== Stored data ==
::::::::::
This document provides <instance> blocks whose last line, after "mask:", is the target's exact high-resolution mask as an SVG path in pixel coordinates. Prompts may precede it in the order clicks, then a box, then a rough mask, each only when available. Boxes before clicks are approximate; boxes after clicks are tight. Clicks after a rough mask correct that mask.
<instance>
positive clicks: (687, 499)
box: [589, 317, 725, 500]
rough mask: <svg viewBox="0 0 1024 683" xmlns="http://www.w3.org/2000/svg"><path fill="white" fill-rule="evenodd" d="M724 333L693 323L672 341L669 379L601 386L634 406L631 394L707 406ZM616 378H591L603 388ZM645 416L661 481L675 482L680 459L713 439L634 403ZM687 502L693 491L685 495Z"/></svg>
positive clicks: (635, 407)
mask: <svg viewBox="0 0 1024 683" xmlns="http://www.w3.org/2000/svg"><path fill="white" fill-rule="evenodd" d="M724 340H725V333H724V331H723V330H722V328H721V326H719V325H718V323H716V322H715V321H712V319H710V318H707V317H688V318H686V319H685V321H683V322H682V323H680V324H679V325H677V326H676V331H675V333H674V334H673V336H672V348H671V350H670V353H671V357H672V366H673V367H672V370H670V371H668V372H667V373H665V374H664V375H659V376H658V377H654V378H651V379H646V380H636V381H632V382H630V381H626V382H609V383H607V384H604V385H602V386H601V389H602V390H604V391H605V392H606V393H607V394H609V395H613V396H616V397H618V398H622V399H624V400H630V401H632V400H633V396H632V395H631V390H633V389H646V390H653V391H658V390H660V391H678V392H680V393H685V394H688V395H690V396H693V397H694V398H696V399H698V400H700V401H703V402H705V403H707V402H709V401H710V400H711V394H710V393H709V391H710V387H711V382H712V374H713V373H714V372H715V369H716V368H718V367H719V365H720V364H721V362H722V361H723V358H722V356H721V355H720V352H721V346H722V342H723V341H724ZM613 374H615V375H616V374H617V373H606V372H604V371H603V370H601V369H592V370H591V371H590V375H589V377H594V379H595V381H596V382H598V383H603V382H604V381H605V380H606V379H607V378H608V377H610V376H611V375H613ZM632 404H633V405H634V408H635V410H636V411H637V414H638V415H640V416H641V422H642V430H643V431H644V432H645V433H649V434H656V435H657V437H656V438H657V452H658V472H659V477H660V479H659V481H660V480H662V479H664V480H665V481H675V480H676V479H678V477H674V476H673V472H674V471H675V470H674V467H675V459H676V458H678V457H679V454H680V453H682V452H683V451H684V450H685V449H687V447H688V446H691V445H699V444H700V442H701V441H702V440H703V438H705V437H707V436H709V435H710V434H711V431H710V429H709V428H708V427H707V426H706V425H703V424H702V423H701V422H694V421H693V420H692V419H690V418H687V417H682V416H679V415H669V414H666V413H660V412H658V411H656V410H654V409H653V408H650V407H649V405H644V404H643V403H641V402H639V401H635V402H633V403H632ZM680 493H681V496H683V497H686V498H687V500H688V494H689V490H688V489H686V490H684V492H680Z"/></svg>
::::::::::
== Exercise aim ==
The material is to be written out once more, exactly and in full.

== Solution to the problem ==
This document provides <instance> blocks whose last line, after "mask:", is the target's exact high-resolution mask as an SVG path in pixel coordinates. Prompts may precede it in the order clicks, then a box, then a rough mask, each only when available. Boxes before clicks are approximate; boxes after clicks are tight. Clicks after a rough mask correct that mask.
<instance>
positive clicks: (687, 499)
box: [589, 317, 725, 500]
rough mask: <svg viewBox="0 0 1024 683" xmlns="http://www.w3.org/2000/svg"><path fill="white" fill-rule="evenodd" d="M724 333L693 323L672 341L669 379L601 386L634 406L631 394L707 406ZM616 378H591L603 388ZM645 416L661 481L675 482L680 459L713 439L634 403ZM687 502L693 491L685 495Z"/></svg>
positive clicks: (635, 407)
mask: <svg viewBox="0 0 1024 683" xmlns="http://www.w3.org/2000/svg"><path fill="white" fill-rule="evenodd" d="M724 340H725V333H724V331H723V330H722V328H721V326H719V325H718V323H716V322H715V321H712V319H710V318H707V317H688V318H686V319H685V321H683V322H682V323H680V324H679V325H677V326H676V331H675V333H674V334H673V336H672V348H671V350H670V353H671V357H672V366H673V367H672V370H670V371H668V372H667V373H665V374H664V375H659V376H658V377H654V378H651V379H646V380H636V381H632V382H630V381H626V382H609V383H607V384H604V385H602V386H601V389H602V390H604V391H605V392H606V393H607V394H609V395H613V396H616V397H618V398H622V399H624V400H630V401H632V400H633V396H632V395H631V390H633V389H646V390H653V391H658V390H660V391H678V392H680V393H685V394H688V395H690V396H693V397H694V398H696V399H698V400H700V401H703V402H705V403H707V402H709V401H710V400H711V394H710V393H709V391H710V387H711V382H712V374H713V373H714V372H715V369H716V368H718V367H719V365H720V364H721V362H722V361H723V358H722V356H721V355H720V352H721V346H722V342H723V341H724ZM613 374H615V375H616V374H617V373H606V372H604V371H603V370H601V369H592V370H591V371H590V375H589V377H594V379H595V381H596V382H598V383H603V382H604V381H605V380H606V379H607V378H608V377H610V376H611V375H613ZM632 404H633V405H634V408H635V410H636V411H637V414H638V415H640V416H641V422H642V430H643V431H644V432H645V433H649V434H656V435H657V437H656V438H657V452H658V472H659V477H660V479H659V481H660V480H662V479H664V480H665V481H675V480H676V479H678V477H674V476H673V472H674V471H675V470H674V467H675V459H676V458H678V457H679V454H680V453H682V452H683V451H684V450H685V449H687V447H688V446H691V445H699V444H700V442H701V441H702V440H703V438H705V437H707V436H709V435H710V434H711V431H710V429H709V428H708V427H707V426H706V425H703V424H702V423H701V422H694V421H693V420H692V419H690V418H687V417H682V416H679V415H669V414H666V413H660V412H658V411H656V410H654V409H653V408H650V407H649V405H644V404H643V403H641V402H639V401H635V402H633V403H632ZM680 493H681V496H683V497H686V498H687V500H688V494H689V490H688V489H686V490H684V492H680Z"/></svg>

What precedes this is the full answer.